- [练习题目]: 把下面这篇告警配置说明里从“开启/v关闭 ALertmanger告警”到“以下分别创建两组 receivers webhook接收地址(可以创建多组receivers)”这一段重写一遍，并把其中的“容器”改成“Pod”。

- [原文]:
开启/v关闭 ALertmanger告警
6.5.0 或 LTS 6.1.94 版本及以上的环境,请参考 开启/关闭 可观测性系统。
配置参数
配置项 | 类型 | 示例 | 描述 |
---|---|---|---|
alertmanagerConfig | 复合结构 | 参考文档模版 | alertmanager告警配置 |
操作步骤
ONES 配置开启alertmanager监控告警
进入运行中的 ones 容器
ones-ai-k8s.sh
一、使用Webhook 接收Alertmanager告警
vim config/private.yaml
# 以下分别创建两组 receivers webhook接收地址(可以创建多组receivers)
# 将P0-P3级别告警分别发送:Critical receivers
# 添加如下配置
alertmanagerConfig: |
"global":
"resolve_timeout": "1m"
"inhibit_rules":
- "equal":
- "namespace"
- "alertname"
"source_match":
"severity": "critical"
"target_match_re":
"severity": "warning|info"
- "equal":
- "namespace"

- [给定列表]:
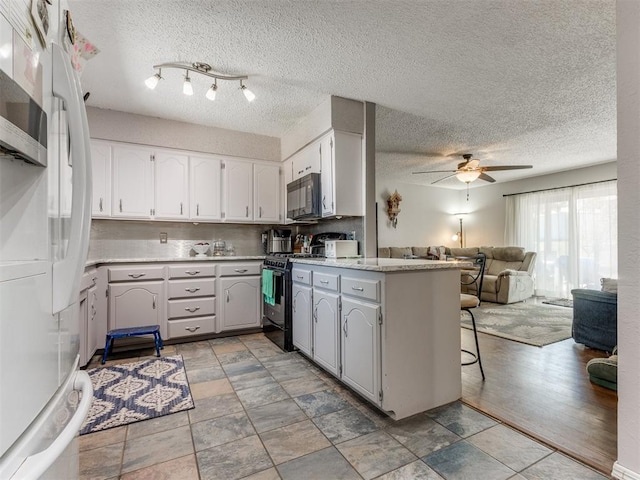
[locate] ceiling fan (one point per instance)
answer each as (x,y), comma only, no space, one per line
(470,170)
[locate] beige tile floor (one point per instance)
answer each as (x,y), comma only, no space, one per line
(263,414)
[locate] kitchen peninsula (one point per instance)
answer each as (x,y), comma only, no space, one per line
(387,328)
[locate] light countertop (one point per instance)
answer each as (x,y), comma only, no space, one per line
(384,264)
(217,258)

...

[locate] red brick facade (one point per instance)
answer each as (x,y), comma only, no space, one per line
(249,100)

- [参考答案]:
开启/v关闭 ALertmanger告警
6.5.0 或 LTS 6.1.94 版本及以上的环境,请参考 开启/关闭 可观测性系统。
配置参数
配置项 | 类型 | 示例 | 描述 |
---|---|---|---|
alertmanagerConfig | 复合结构 | 参考文档模版 | alertmanager告警配置 |
操作步骤
ONES 配置开启alertmanager监控告警
进入运行中的 ones Pod
ones-ai-k8s.sh
一、使用Webhook 接收Alertmanager告警
vim config/private.yaml
# 以下分别创建两组 receivers webhook接收地址(可以创建多组receivers)